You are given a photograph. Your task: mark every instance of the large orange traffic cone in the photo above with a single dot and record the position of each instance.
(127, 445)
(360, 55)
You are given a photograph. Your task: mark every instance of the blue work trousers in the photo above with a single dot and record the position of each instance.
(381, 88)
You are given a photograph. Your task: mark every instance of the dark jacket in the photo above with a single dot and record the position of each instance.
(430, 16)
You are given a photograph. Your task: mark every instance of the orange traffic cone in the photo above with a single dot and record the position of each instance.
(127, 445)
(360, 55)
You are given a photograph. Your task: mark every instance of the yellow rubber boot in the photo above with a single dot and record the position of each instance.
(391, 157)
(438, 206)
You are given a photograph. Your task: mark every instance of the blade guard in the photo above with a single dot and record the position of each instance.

▶ **Try it**
Copy all data exactly, start to finish.

▶ **Completed task**
You are given a photograph. Your task: mark every instance of the large orange traffic cone in the photo above with a single dot and record the position of each instance.
(127, 445)
(360, 55)
You are given a photograph. Your task: mark every instance of the blue work trousers in the photo above with a single dot and record the position of each instance.
(381, 88)
You are given a photograph. Your task: mark every instance of the dark jacket in the photo above with a single dot and record the position of each instance.
(430, 16)
You are given a photograph. Your task: mark every instance of the orange traffic cone in the photo above with a single dot and record the position of each instance.
(127, 445)
(360, 55)
You are given a photograph. Your task: mark every instance of the yellow rubber boot in the photo above with a single dot and record the position of each instance.
(391, 157)
(438, 206)
You are given a photograph. Your task: mark every instance of the blade guard in the photo above with a single dot and record the position of each instance.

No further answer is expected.